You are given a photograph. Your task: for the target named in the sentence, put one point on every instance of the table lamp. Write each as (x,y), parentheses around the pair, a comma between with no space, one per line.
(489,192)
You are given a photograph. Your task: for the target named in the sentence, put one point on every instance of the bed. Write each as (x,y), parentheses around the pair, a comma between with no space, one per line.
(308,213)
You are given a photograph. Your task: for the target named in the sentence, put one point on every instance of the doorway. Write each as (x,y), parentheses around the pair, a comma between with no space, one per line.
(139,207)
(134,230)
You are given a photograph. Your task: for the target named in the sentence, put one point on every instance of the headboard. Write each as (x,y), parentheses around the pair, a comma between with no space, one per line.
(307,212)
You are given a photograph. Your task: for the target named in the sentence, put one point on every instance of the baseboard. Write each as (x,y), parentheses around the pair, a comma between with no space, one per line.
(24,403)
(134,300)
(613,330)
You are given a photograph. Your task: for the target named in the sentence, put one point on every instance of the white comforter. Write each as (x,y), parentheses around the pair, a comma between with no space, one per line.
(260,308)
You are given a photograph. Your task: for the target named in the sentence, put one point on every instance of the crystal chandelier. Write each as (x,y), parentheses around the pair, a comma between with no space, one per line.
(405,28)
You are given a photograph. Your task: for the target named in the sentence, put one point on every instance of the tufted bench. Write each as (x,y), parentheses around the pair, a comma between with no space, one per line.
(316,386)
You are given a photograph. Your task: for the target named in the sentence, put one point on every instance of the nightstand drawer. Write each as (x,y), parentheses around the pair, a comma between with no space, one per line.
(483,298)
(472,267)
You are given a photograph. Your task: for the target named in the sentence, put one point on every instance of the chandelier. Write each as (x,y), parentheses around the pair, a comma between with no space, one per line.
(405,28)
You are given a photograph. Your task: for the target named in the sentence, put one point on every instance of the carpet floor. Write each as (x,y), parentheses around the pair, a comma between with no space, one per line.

--------------------

▸ **EXERCISE**:
Using the material above, extract the line that contains "of the chandelier." and every line after it, exactly as given; stop at the last line.

▸ **EXPECTED ANSWER**:
You are given a photograph. Your task: for the target named in the sentence, put one point on every instance of the chandelier. Write each as (x,y), parentheses around the pair, a comma between with no space, one per line.
(405,28)
You are given a photograph. Your task: for the target named in the sentence, put one point on every instance of the carpet floor. Write each as (x,y), parentheses around the pair, a comma between with no space, one per line.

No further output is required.